Mesh are a British electronic alternative band from Bristol, England. They have achieved chart success and recognition in Europe.

Biography
Mesh formed in 1991 after lead singer Mark Hockings and Richard Silverthorn (keyboards) met each other at a concert where Richard Silverthorn's band was playing. Soon afterwards, Neil Taylor, Silverthorn's former bandmate, joined the band on keyboards. The creative writing was split between Richard Silverthorn, who composes the music, and Mark Hockings, who writes the lyrics.

Mesh were signed by the Swedish label Memento Materia and an EP, Fragile, was released in 1994. This was followed by a full album, In This Place Forever, in 1996, and 1997 the band released an extended version of Fragile. A compilation album, Fragmente, was released in 1998, and a new studio album, The Point At Which It Falls Apart in 1999. In 2000 they worked with the German dance producer Mark Oh, releasing the track "Waves", which reached position 83 in the German charts.

# GIVEN EXERCISE
Extend the piece about the band Mesh, picking up right after its last sentence.

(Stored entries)
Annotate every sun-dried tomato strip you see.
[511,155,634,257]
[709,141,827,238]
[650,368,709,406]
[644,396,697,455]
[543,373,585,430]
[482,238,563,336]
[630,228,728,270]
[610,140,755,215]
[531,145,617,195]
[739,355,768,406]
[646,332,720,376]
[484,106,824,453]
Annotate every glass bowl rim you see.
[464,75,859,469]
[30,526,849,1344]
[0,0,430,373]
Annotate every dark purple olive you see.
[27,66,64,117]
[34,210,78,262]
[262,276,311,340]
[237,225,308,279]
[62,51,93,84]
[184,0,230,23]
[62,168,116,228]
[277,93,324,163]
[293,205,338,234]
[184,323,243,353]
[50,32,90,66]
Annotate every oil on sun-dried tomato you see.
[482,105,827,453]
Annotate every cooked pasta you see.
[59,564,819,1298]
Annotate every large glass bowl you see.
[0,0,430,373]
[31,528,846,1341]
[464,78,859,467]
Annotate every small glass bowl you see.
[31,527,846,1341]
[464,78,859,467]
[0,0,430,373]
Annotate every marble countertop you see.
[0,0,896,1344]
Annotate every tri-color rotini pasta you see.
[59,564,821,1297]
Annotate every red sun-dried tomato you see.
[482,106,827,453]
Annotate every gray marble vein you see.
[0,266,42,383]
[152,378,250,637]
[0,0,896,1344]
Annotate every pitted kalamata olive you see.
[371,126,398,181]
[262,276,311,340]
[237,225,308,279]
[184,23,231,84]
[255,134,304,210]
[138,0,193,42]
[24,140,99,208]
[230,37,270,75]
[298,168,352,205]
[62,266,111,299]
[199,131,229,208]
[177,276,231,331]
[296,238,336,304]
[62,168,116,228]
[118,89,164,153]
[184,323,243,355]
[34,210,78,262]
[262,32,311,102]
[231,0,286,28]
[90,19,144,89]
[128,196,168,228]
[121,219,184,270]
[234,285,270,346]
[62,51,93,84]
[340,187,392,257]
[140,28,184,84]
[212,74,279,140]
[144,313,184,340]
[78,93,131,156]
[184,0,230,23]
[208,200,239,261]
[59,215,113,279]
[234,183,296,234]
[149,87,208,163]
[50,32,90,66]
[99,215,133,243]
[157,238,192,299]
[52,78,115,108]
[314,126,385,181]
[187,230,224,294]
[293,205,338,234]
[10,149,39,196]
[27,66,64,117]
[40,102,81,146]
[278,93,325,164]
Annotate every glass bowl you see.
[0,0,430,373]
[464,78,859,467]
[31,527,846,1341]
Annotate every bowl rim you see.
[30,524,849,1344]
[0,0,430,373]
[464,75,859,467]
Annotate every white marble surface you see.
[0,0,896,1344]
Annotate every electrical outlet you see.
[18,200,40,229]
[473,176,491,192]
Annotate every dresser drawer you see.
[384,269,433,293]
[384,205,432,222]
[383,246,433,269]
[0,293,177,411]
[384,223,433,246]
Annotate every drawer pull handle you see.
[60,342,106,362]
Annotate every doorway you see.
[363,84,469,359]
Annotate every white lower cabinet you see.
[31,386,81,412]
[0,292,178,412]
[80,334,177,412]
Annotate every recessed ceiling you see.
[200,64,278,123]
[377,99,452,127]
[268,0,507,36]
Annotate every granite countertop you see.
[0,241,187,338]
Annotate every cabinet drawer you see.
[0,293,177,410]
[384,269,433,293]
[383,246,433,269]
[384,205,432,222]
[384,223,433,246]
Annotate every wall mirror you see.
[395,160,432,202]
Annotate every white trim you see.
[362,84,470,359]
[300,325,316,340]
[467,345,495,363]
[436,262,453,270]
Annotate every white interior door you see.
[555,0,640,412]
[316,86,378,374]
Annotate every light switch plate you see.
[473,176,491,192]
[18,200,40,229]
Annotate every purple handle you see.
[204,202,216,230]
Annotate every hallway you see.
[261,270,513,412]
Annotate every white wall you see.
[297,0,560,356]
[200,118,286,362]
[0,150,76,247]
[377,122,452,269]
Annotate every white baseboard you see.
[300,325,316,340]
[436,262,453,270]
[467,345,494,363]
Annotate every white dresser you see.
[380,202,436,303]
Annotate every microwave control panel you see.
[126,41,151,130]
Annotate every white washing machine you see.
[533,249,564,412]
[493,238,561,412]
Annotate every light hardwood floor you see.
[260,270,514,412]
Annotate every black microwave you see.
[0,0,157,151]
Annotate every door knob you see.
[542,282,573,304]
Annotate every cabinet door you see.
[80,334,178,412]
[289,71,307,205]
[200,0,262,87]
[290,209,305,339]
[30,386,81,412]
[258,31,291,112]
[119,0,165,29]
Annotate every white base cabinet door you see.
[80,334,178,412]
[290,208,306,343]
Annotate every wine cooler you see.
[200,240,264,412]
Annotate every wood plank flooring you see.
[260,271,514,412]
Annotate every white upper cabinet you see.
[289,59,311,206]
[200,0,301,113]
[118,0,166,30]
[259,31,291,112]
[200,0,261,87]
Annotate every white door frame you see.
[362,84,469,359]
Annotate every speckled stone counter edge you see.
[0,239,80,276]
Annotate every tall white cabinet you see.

# RESPONSE BELOW
In 2002, Mesh were picked up by Sony Records, and released a new album Who Watches Over Me. The band grew in popularity in continental Europe, and most notably in Germany, where their singles and albums repeatedly attained chart positions. In 2006 a new album, 'We Collide', was released, produced by former Depeche Mode producer, Gareth Jones.

On 13 September 2006 Taylor announced he was leaving the band after 15 years to pursue other interests. Hockings and Silverthorn decided to continue as a duo, using an augmented line-up for live shows. Initially, Geoff Pinckney replaced Taylor at live shows.

The new line-up signed to Dependent Records as their European record label. Metropolis Records represents them in the US and South America. A Perfect Solution was released in 2009. It was produced by the German dark electro producer Olaf Wollschläger. Silverthorn stated: "Olaf has a natural talent of tidying up our productions and spending a ridiculous amount of time perfecting them without changing the overall feel and mood". Olaf has continued to work with Mesh on subsequent releases. In 2011 the band followed up A Perfect Solution with a remix of the album, entitled An Alternative Solution. In April 2011, the group toured the United States for the first time, playing on the "Legends of Synthpop" tour with Iris and De/Vision.

On 26 August 2011 the band announced via Twitter that Geoff Pinckney "will no longer be playing live with Mesh", as he wished to focus on his other musical project, Tenek. He was replaced by Richard Broadhead. Live drummer Sean Suleman also joined the line up around this time.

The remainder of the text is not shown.